What is being asked »
From the text on handmade rag rugs, lift out the part starting with "Handmade rugs that" and going on through "of the times.", word for word.

Provided text »
* START *

Handmade rugs that partially cover bare wood or tile floors, whether hooked, needle worked, braided or sewn bring a warm welcome into any room.
Pieced together descriptions from colonial times in the early 1800ís indicate rags were collected, cut into strips that were hand sewn together end to end, wound into balls, then the resultant lengths sometimes woven, or knitted but often braided and stitched into flat coils. Rag rug making was considered a functional domestic craft. Early versions of these small rugs do not survive for modern examination since they were extensively used, sustaining much wear, and eventually disposed of. A basket or bowl of collected scraps of cloth coiled into balls can be seen by a chair or fireplace in many paintings depicting every day domesticity of the times.

* END *

Supplied data »
* START *

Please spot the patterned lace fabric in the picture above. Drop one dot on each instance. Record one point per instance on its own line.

* END *

Task answer »
Handmade rugs that partially cover bare wood or tile floors, whether hooked, needle worked, braided or sewn bring a warm welcome into any room.
Pieced together descriptions from colonial times in the early 1800ís indicate rags were collected, cut into strips that were hand sewn together end to end, wound into balls, then the resultant lengths sometimes woven, or knitted but often braided and stitched into flat coils. Rag rug making was considered a functional domestic craft. Early versions of these small rugs do not survive for modern examination since they were extensively used, sustaining much wear, and eventually disposed of. A basket or bowl of collected scraps of cloth coiled into balls can be seen by a chair or fireplace in many paintings depicting every day domesticity of the times.